Repeat the records exactly. Every line must match.

[[ PROVIDED DATA open ]]

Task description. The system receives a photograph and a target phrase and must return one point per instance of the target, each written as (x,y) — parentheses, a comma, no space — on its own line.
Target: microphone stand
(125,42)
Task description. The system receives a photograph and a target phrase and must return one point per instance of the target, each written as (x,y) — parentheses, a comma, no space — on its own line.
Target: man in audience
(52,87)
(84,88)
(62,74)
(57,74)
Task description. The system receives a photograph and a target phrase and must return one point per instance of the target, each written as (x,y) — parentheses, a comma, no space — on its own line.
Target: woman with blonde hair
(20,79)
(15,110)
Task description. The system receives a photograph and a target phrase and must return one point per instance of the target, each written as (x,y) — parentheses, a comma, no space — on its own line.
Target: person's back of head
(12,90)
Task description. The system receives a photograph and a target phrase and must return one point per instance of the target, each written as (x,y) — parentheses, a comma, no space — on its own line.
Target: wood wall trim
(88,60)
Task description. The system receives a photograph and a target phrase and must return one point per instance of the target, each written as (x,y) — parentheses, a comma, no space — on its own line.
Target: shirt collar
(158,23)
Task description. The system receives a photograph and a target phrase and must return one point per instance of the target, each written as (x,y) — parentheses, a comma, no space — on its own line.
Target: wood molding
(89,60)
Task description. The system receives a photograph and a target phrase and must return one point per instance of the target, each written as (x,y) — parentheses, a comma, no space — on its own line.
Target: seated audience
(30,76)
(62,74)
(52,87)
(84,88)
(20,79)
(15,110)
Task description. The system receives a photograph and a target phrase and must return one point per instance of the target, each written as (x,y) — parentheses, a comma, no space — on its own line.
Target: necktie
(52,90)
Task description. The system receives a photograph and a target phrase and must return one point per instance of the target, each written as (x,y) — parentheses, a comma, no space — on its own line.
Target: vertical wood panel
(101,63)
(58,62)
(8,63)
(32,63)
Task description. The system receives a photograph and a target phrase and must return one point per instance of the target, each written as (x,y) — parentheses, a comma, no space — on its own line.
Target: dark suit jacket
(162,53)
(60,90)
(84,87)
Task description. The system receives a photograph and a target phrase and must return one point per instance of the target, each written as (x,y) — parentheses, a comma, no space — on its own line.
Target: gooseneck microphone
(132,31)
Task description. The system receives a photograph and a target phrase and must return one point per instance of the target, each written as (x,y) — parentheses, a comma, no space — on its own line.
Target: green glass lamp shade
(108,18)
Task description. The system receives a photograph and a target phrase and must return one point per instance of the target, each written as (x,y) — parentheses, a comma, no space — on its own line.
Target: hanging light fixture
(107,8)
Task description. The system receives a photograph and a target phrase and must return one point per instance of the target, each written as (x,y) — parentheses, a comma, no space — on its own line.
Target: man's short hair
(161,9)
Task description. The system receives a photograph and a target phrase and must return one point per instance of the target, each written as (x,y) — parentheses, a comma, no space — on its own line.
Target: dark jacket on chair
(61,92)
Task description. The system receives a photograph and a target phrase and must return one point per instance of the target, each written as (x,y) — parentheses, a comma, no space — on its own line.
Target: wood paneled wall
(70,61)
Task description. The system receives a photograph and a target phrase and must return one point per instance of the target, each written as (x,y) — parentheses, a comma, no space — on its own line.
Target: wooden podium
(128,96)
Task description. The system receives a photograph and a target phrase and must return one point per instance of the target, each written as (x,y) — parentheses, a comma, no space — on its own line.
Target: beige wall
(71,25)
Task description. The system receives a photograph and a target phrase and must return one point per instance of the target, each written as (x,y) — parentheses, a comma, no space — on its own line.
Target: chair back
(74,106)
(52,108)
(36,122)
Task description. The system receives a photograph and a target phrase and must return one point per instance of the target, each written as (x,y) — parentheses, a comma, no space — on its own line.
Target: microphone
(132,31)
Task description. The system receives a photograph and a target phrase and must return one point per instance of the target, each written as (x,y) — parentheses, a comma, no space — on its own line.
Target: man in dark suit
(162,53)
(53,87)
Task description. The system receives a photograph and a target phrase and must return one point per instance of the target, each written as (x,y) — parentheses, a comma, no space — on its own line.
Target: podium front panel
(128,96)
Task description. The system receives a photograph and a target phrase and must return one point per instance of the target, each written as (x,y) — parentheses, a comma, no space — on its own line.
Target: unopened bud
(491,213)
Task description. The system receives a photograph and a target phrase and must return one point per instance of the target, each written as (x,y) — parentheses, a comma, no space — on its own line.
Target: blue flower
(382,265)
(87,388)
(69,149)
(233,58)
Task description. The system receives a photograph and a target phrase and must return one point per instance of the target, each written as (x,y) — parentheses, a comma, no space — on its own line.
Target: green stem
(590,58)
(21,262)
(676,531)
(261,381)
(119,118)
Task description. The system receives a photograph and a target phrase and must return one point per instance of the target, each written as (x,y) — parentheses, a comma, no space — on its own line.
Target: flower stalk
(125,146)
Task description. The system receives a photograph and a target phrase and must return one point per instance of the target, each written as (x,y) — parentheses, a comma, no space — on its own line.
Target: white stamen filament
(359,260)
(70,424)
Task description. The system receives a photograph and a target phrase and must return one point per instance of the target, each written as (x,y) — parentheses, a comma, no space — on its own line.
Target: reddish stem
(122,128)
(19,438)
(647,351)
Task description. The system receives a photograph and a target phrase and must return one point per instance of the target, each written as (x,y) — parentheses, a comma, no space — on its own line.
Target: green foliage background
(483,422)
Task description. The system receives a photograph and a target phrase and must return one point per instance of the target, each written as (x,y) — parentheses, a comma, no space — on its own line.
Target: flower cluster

[[ PROVIDED DATA closed ]]

[ANSWER SPACE]:
Task description. The system receives a photograph and a target phrase and must return one point per instance of the target, each written as (x,y) — parentheses, a comma, no space — on its own line.
Target: microphone stand
(125,42)
Task description. The system receives a photograph and a target phrase and must return one point per instance of the target, each written as (x,y) — parentheses, a comma, no space — on its own line.
Target: man in audience
(52,87)
(84,88)
(62,74)
(57,74)
Task description. The system receives a photograph and a target phrase and must return one point per instance of the target, each written as (x,y) — parentheses, a comma, no space — on its own line.
Target: woman with blonde hair
(20,79)
(15,110)
Task description. The system receives a photograph and a target phrase and must return one point per instance of the target, each written as (x,y) — parentheses, a comma, no space — on its own line.
Target: person's back of head
(12,90)
Task description. The system receives a photograph and a target phrase and must return one point per instance of the target, each written as (x,y) — parentheses, a comma, no space — on its own line.
Target: wood wall trim
(88,60)
Task description. The system receives a photograph and a target phrase and must return one point per instance of the target, each written as (x,y) — parentheses, a comma, no space — on its own line.
Target: shirt collar
(158,23)
Task description. The system receives a photograph and a target phrase and must return one point per instance of the target, each written as (x,y) — parentheses, a comma, no space — on its own line.
Target: wood molding
(89,60)
Task description. The system receives a photograph and a target phrase and must return one point per instance of the target, each written as (x,y) — parentheses, a comma, no space — on its own line.
Target: seated audience
(30,76)
(62,74)
(52,87)
(84,88)
(20,79)
(15,110)
Task description. The system receives a photograph and a target phrase and must return one point per instance of the target, each written as (x,y) — parentheses, a comma, no space — on its own line.
Target: necktie
(52,90)
Task description. The system receives a photograph and a target phrase and must return one point per instance of the target, each written as (x,y) — parentheses, a comma, no space — on its own line.
Target: vertical wood panel
(101,63)
(58,62)
(8,63)
(32,63)
Task description. The system receives a photograph and a target phrase and must return one point per instance of the target, each written as (x,y) — parentheses, a comma, no space — on its own line.
Target: dark suit jacket
(162,53)
(60,90)
(84,87)
Task description. The system receives a photograph and a target phrase and must return one point per instance of the target, each written as (x,y) — parentheses, a comma, no space — on its own line.
Target: gooseneck microphone
(132,31)
Task description. The system receives a photograph and a target phrase and must return one point per instance of the target, each written as (x,y) — parentheses, a comma, no space — on its own line.
Target: green glass lamp shade
(108,18)
Task description. The system receives a photograph and a target phrase and must return one point per instance of the target, each written as (x,y) — parentheses, a comma, no space — on its own line.
Target: hanging light fixture
(107,8)
Task description. The system receives a photograph and a target phrase and must return one point per instance of the target, each written as (x,y) — parentheses, a comma, no space — on its own line.
Target: man's short hair
(161,9)
Task description. The system receives a photograph and a target phrase and must return one point per instance of the target, each written as (x,y) — parentheses, a comma, no space — on its own line.
Target: dark jacket on chair
(61,92)
Task description. The system receives a photograph and a target phrase and must return one point per instance of the target, each written as (x,y) — parentheses, a comma, no space — on its own line.
Target: wood paneled wall
(70,61)
Task description. The system receives a photograph and a target phrase and must return one point per instance of the target, each written as (x,y) — parentheses, a comma, no space — on its own line.
Target: wooden podium
(128,96)
Task description. The system receives a photograph and a target phrase and must return one point per instance of the target, each written as (x,y) — parentheses, a comma, no space — on its own line.
Target: beige wall
(71,25)
Task description. The system receives a photograph and a target phrase and must return one point per instance of the target, each written as (x,y) — parentheses, a comma, no space — on its own line.
Target: chair back
(74,106)
(52,108)
(36,122)
Task description. The system receives a photograph and a target phrase and must return one point per instance of the target, each written as (x,y) — parentheses, a comma, no space — on its own line.
Target: microphone
(132,31)
Task description. The system receives a photograph and a target phrase and must return one point per instance of the target, each written as (x,y) — parentheses, a comma, no space — on its own line.
Target: man in dark suit
(162,53)
(53,87)
Task description. The system receives a photograph and a target phrase and must return one point per instance of the target, each written as (x,y) — parentheses, a comma, no space — on its own line.
Target: podium front panel
(128,96)
Task description. The system receives a photograph and a target phrase and must return one point per instance of the target, each written as (x,y) — parentheses, a comma, no space — on its own line.
Target: unopened bud
(491,213)
Task description. The system receives a photograph and a target phrase and must return one point per instance of the target, each written as (x,y) — parentheses, a comma, no space — on its own line.
Target: blue flower
(382,265)
(87,388)
(69,149)
(233,58)
Task description. The system receives a photograph and a target phrase and must return one point per instance of the target, each written as (x,y) — parentheses, a comma, no space — on its own line.
Target: green stem
(590,58)
(21,262)
(676,531)
(261,381)
(119,118)
Task description. The system receives a photograph and a target phrase and must return one point per instance of the target, each written as (x,y) — parentheses, a comma, no space — on its own line.
Target: flower stalk
(125,146)
Task description. The system receives a photograph and a target phrase and must return one point per instance of the target, each written as (x,y) — parentheses, a comma, no space — on its own line.
Target: white stamen filament
(359,260)
(70,424)
Task description. The system receives a photograph and a target phrase and must return one point per instance of the target, each written as (x,y) — parentheses, a comma, no space — on its own line.
Target: reddish stem
(122,128)
(19,438)
(647,351)
Task description. The system receives a photograph and a target phrase and must return one point per instance of the target, each written as (x,y) — parentheses, a comma, no space — on its own line.
Target: green foliage background
(483,422)
Task description. The system receives a photograph and a target phrase and must return one point per instance of the target, each written as (x,y) — parentheses, a comma, no space — on its own line.
Target: flower cluster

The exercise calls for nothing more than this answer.